## [Data]
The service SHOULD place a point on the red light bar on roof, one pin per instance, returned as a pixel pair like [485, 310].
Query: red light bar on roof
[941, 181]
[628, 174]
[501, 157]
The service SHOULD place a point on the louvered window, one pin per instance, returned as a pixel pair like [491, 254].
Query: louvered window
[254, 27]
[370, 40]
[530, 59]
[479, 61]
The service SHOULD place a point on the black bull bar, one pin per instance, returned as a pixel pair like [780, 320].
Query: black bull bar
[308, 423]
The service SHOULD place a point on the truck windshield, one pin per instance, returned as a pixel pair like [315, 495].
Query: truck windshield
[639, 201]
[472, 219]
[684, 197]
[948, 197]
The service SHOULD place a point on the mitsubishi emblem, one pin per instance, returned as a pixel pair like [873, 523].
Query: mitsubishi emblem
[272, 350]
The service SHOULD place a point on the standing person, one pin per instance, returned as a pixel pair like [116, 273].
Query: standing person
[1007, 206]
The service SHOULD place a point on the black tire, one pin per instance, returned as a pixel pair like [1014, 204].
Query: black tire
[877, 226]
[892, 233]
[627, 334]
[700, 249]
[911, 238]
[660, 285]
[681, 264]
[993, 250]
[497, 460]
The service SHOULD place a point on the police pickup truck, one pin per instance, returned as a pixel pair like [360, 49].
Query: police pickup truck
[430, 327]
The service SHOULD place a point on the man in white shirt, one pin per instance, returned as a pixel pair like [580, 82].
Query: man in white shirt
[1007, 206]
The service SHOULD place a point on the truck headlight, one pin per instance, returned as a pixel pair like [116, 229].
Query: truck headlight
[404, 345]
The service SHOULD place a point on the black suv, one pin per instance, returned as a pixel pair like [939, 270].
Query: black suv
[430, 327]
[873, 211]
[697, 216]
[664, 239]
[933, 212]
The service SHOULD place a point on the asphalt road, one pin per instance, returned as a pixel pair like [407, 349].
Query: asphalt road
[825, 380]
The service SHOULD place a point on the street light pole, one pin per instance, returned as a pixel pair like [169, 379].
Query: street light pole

## [What you will do]
Revise the entries from the line that contains "The service SHOULD place a point on the mitsubishi" through the end of the entries, changing "pixel pair" to "coordinate pair" and keeping every other character as is. Return only those lines.

## [Result of this task]
The service SHOULD place a point on the mitsubishi emblem, one pin per instance, returned as a coordinate pair like [873, 523].
Query: mitsubishi emblem
[272, 350]
The service SHOULD place a point on the standing person, one pin per instance, returned as a coordinate pair like [116, 273].
Query: standing person
[1007, 206]
The service SHOULD place a point on the black tire, one pin per instance, returned as a coordinate pair like [1014, 204].
Query: black tire
[877, 226]
[892, 233]
[627, 334]
[700, 249]
[911, 238]
[660, 285]
[681, 264]
[993, 250]
[497, 460]
The service SHOULD place a point on the police pickup truck, one pin per instance, returned as a coordinate pair like [360, 49].
Query: police pickup truck
[430, 327]
The service SHOULD place a point on the man in white shirt, one pin per instance, returned as a coordinate pair like [580, 82].
Query: man in white shirt
[1007, 206]
The service SHOULD place a point on the truck headlight, one pin per instance, returned as a coordinate pair like [116, 229].
Query: truck headlight
[404, 345]
The service SHOULD place a point on the black suv, one pin per instance, returned as a coordinate pair like [939, 270].
Query: black suv
[430, 327]
[873, 211]
[697, 216]
[664, 239]
[933, 212]
The service SHOULD place a point on the asphalt road, one pin per instance, returned as a coordinate pair like [407, 349].
Query: asphalt road
[825, 380]
The service SHOULD place a point on the street light pole, one pin per instance, returned as a coordinate pair like [169, 379].
Query: street light pole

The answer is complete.